BEGIN PROVIDED INFORMATION

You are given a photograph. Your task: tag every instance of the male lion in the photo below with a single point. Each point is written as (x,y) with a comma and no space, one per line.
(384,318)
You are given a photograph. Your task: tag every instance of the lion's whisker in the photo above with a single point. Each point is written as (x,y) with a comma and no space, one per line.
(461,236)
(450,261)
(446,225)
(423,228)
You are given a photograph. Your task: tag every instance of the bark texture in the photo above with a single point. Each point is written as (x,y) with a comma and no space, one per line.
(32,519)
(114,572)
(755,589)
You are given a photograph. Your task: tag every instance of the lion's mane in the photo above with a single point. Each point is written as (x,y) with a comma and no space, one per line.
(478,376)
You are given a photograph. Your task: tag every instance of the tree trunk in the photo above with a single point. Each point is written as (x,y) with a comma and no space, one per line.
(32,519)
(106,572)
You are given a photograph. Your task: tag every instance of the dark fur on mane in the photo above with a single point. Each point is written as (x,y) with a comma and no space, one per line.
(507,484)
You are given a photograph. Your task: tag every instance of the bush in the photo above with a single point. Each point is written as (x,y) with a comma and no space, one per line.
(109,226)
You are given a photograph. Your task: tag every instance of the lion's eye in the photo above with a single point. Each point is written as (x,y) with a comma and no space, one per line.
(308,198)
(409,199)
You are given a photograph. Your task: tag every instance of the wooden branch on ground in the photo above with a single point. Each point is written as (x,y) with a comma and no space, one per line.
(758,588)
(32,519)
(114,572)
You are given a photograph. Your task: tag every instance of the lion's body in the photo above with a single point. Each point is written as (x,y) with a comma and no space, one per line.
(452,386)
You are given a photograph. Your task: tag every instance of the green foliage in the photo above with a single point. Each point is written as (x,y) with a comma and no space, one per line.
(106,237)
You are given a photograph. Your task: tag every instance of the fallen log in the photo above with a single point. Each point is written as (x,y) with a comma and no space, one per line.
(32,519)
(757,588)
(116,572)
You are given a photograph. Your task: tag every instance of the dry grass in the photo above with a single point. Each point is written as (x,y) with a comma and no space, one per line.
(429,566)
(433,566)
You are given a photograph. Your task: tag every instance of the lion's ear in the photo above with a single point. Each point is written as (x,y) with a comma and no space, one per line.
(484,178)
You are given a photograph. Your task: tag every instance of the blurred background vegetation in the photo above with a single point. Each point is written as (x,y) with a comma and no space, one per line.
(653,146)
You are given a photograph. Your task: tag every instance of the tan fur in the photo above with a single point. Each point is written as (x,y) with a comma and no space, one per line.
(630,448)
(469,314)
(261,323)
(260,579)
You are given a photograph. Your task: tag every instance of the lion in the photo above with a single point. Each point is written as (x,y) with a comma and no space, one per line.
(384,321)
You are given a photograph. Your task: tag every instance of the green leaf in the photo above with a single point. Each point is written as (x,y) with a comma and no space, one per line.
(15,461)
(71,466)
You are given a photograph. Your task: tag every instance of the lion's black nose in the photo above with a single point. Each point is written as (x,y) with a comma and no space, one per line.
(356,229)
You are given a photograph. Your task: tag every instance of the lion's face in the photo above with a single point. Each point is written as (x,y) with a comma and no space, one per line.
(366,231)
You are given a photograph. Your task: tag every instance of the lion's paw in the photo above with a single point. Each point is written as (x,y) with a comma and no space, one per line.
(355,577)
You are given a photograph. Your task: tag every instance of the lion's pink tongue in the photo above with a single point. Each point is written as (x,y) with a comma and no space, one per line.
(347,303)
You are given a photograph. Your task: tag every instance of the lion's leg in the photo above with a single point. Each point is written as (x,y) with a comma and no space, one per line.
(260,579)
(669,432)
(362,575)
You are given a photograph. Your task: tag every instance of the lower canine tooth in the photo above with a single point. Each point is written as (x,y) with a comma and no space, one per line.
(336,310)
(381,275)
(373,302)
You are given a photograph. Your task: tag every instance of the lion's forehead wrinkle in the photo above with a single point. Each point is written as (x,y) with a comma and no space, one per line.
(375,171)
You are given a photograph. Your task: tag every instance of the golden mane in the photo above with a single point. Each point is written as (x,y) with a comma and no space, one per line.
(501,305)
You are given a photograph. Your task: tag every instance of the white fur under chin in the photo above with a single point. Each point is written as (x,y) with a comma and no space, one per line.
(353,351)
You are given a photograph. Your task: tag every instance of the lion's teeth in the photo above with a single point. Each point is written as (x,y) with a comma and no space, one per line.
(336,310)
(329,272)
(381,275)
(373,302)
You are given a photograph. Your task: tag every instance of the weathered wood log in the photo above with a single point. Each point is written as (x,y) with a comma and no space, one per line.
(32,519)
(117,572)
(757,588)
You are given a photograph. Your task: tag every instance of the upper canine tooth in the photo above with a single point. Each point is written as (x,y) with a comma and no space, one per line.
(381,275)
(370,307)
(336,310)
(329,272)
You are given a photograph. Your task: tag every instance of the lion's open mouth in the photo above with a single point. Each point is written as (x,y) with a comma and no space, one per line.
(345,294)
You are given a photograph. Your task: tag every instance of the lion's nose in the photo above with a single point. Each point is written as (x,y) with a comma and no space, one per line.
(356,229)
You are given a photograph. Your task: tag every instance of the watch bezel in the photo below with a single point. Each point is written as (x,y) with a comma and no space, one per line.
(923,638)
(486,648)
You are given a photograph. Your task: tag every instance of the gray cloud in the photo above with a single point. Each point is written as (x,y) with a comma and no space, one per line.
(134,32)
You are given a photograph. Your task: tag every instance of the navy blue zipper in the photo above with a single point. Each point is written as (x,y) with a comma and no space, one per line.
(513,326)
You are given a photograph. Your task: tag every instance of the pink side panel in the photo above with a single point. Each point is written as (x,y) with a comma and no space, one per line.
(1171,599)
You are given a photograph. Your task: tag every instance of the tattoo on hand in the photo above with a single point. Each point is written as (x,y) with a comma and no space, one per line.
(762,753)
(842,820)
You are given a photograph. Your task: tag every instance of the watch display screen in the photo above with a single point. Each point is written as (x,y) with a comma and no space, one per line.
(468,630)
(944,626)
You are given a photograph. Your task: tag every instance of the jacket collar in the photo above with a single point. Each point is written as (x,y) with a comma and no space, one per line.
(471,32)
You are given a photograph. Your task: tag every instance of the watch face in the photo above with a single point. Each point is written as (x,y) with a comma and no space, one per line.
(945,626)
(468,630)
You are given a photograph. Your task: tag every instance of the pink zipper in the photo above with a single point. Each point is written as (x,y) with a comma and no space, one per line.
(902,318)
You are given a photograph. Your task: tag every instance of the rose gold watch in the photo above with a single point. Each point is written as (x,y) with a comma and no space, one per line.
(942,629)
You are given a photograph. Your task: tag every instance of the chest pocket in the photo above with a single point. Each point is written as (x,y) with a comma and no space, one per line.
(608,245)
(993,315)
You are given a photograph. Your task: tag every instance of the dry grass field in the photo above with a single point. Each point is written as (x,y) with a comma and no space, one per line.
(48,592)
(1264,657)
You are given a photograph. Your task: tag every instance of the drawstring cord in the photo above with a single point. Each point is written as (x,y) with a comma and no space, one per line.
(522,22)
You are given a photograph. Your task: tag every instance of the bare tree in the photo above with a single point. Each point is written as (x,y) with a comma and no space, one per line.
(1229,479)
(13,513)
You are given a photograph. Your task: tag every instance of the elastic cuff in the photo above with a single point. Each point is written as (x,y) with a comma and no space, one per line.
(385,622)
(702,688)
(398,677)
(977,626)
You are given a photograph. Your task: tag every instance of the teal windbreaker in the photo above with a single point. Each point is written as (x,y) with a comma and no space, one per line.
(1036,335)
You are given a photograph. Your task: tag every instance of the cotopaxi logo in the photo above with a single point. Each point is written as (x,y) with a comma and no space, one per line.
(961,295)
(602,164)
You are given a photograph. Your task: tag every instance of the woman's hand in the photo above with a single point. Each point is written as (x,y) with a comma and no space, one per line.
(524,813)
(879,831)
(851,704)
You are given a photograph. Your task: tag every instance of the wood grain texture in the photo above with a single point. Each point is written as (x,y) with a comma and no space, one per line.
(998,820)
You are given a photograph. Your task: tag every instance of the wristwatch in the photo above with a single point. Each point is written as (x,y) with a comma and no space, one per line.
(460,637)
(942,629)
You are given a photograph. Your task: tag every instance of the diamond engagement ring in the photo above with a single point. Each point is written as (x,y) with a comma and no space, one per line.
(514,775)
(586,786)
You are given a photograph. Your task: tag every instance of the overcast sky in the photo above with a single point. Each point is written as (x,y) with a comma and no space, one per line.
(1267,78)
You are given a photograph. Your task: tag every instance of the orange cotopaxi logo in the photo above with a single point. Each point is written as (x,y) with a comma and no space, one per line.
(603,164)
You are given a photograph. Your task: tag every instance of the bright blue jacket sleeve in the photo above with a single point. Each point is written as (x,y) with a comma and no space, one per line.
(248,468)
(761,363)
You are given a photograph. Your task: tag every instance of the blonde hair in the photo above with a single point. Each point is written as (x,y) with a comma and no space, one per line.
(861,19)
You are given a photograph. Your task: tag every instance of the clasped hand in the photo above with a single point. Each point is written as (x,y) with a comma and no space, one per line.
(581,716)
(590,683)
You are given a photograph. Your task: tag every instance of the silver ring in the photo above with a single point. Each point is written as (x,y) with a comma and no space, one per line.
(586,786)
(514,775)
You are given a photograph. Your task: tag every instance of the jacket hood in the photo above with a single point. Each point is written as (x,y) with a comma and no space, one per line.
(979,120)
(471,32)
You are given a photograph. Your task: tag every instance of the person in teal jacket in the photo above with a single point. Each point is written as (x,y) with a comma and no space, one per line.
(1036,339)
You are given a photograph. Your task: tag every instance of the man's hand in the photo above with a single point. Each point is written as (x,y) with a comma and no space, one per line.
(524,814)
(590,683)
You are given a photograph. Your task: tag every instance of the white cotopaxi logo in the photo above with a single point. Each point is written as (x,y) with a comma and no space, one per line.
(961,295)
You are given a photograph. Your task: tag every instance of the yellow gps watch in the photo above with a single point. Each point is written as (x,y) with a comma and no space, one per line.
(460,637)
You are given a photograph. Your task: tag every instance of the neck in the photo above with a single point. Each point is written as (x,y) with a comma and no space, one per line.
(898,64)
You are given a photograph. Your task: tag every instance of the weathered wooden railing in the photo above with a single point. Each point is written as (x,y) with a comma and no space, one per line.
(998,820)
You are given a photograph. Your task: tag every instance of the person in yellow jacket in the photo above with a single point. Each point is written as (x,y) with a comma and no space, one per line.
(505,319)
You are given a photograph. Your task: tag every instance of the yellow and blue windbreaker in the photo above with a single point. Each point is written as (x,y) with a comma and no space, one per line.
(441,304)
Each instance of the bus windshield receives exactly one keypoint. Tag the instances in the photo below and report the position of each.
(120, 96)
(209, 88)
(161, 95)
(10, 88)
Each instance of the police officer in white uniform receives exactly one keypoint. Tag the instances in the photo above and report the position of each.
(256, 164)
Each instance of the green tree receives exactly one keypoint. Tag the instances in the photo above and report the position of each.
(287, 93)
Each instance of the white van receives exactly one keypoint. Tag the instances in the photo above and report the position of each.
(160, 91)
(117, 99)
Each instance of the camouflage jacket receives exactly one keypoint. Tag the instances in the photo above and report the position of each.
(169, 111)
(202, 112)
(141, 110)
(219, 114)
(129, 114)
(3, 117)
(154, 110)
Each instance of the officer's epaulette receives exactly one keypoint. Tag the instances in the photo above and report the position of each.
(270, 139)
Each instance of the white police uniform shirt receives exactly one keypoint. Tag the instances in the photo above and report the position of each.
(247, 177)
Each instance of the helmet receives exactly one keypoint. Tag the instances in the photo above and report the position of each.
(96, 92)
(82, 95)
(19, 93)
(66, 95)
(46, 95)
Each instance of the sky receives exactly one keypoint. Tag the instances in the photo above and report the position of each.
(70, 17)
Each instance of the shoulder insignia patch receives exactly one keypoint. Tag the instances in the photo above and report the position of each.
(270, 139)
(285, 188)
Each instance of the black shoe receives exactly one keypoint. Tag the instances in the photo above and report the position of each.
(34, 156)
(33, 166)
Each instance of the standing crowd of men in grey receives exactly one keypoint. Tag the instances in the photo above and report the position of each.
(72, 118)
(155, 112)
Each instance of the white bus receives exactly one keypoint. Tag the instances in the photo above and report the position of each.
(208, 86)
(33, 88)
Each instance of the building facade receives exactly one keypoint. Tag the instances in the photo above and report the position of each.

END PROVIDED INFORMATION

TASK DESCRIPTION -> Please output the line that contains "Each instance of the green" and every line after it in the entries above, exactly, and nothing more.

OUTPUT BELOW ->
Each instance of the green tree receives exactly one keypoint. Tag the instances in the photo above and report the position of each.
(287, 93)
Each instance of the white van receives exactly one keypoint. Tag the instances in the photo above and report the position of each.
(160, 91)
(117, 99)
Each instance of the camouflage jacket receives exactly one keypoint. Tag the instances in the photo above and report the position of each.
(169, 111)
(202, 112)
(141, 110)
(219, 114)
(129, 114)
(3, 117)
(154, 110)
Each instance of the officer's epaulette receives exactly one keypoint. Tag the instances in the photo above and report the position of each.
(270, 139)
Each instance of the white police uniform shirt receives exactly one keypoint. Tag the instances in the photo above and report the position of each.
(247, 177)
Each instance of the helmet receives exactly one keypoint. Tag the instances in the photo above and report the position of each.
(96, 92)
(82, 95)
(19, 93)
(66, 95)
(46, 95)
Each instance of the sky receives exactly one keypoint. Tag the instances in the photo above and report the position of each.
(70, 17)
Each instance of the shoulder insignia patch receives exactly one keypoint. Tag the instances in the photo above and report the position of each.
(270, 139)
(285, 188)
Each instance of the black shoe receives exactly one keypoint. Tag the instances in the photo above and report the position of each.
(34, 156)
(33, 166)
Each instance of the standing crowd of men in grey receives exactly one keypoint. Tag the instances in the photo above and report the position of each.
(72, 118)
(155, 112)
Each instance of the white bus receives exactly one keypoint. Tag the instances in the photo above and report the position of each.
(208, 86)
(33, 88)
Each instance of the building facade receives exactly one keypoint. Tag the instances in the photo above and report the position of each.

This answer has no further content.